Data extract —
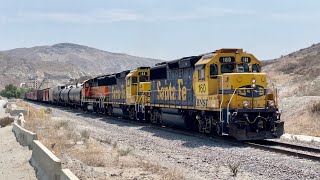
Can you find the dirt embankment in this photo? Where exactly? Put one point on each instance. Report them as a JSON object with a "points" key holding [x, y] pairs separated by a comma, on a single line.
{"points": [[124, 150]]}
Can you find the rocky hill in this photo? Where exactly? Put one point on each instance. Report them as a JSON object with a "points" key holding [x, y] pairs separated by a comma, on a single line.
{"points": [[297, 76], [62, 62]]}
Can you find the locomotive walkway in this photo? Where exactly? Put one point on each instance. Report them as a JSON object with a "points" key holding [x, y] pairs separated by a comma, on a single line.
{"points": [[14, 158]]}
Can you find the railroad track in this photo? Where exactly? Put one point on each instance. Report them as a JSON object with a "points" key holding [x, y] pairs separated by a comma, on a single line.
{"points": [[279, 147], [288, 149]]}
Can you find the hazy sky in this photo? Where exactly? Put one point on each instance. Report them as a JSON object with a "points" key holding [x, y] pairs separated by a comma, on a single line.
{"points": [[165, 29]]}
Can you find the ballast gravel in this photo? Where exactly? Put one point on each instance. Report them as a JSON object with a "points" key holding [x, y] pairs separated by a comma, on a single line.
{"points": [[197, 158]]}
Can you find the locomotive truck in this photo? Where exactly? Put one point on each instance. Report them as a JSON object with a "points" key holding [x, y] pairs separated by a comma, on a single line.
{"points": [[223, 92]]}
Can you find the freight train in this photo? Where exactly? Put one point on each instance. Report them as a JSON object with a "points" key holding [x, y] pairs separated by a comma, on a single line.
{"points": [[223, 92]]}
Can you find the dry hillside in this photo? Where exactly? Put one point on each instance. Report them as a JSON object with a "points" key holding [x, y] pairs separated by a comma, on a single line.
{"points": [[297, 76], [61, 62]]}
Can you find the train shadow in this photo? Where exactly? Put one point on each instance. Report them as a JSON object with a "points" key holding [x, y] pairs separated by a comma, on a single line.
{"points": [[186, 138]]}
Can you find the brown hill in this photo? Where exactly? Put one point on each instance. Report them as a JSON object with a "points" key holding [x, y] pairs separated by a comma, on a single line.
{"points": [[62, 62], [297, 76]]}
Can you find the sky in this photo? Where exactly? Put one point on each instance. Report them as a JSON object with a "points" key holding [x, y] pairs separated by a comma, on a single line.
{"points": [[163, 29]]}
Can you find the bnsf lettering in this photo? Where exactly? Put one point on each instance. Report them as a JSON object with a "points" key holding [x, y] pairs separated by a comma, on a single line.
{"points": [[118, 93], [169, 92], [202, 102], [202, 88]]}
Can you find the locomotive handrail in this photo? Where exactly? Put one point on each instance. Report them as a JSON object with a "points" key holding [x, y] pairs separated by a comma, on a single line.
{"points": [[222, 99]]}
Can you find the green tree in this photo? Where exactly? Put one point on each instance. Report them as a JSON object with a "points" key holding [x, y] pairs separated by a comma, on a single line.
{"points": [[11, 91]]}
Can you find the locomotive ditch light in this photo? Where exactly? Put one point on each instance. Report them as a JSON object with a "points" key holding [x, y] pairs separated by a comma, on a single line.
{"points": [[271, 104], [245, 104]]}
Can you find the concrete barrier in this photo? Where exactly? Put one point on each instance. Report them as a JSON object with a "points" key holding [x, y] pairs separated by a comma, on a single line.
{"points": [[21, 120], [24, 137], [17, 111], [66, 174], [46, 164]]}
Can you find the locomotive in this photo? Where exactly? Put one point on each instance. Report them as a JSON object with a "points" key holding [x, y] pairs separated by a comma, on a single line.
{"points": [[223, 92]]}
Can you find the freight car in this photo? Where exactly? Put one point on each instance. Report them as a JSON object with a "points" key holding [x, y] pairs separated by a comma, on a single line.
{"points": [[222, 92]]}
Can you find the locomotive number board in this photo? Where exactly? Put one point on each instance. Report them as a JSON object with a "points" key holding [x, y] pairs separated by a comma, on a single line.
{"points": [[245, 59]]}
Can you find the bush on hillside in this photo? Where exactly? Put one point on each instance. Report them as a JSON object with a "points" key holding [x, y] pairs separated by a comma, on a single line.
{"points": [[6, 121], [315, 108], [11, 91]]}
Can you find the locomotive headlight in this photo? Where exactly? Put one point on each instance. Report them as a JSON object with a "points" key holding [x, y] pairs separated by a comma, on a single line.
{"points": [[253, 81], [245, 104], [271, 104]]}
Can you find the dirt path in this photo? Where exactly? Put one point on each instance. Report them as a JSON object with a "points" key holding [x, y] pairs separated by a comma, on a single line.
{"points": [[14, 158]]}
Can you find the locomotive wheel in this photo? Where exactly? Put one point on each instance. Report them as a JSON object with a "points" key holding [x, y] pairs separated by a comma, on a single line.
{"points": [[110, 111], [132, 114], [218, 129]]}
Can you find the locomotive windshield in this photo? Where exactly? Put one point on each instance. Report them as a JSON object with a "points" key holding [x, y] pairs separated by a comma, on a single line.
{"points": [[242, 68], [255, 68], [227, 68], [144, 78]]}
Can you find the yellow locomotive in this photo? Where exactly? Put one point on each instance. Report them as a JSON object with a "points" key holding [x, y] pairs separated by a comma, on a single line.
{"points": [[222, 92]]}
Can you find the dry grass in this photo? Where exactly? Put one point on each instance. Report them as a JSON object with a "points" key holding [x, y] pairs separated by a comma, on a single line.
{"points": [[124, 152], [305, 124], [234, 169], [92, 154], [61, 124], [63, 139], [6, 121]]}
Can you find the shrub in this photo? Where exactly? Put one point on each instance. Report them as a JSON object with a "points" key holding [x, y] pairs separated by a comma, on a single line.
{"points": [[11, 91], [85, 134], [234, 169], [6, 121], [124, 152], [315, 108]]}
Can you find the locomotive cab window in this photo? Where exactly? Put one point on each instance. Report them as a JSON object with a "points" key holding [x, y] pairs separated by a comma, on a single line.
{"points": [[213, 71], [227, 68], [201, 74], [242, 68], [255, 68], [134, 80]]}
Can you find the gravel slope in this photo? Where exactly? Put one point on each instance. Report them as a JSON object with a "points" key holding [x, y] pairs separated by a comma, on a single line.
{"points": [[14, 160], [198, 158]]}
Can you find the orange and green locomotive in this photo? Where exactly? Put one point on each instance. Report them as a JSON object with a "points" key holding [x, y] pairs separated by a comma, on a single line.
{"points": [[222, 92]]}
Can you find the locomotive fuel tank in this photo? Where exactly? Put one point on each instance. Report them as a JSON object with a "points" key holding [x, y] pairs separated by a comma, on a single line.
{"points": [[75, 94]]}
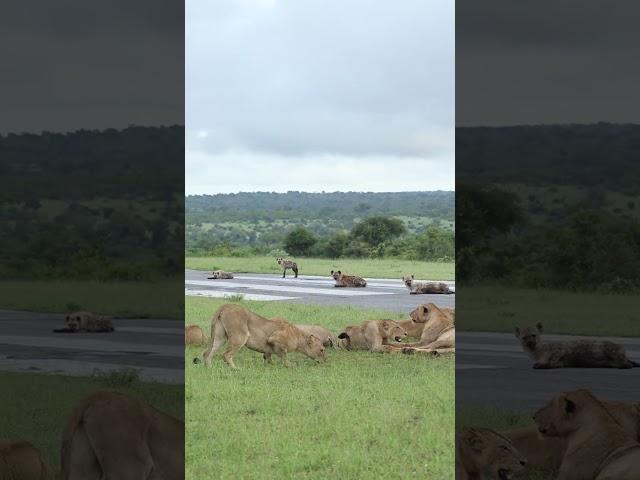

Task instructions — Pull out every line of the rows above that contains the string "dirt", copying each one in full. Case counts.

Reply —
Can you find the dirt embankment in this photo? Where exactly? Put one point on each instance. Report them as a JSON object with a "points" key holding [x, y] pairs separated by a comma, on a single line.
Can you find the dirt path in this photo? Where exactly? Put one point on each instance. Report them as a JSON object with a "points" key holding [x, y] pairs separated by a comma, on a single line.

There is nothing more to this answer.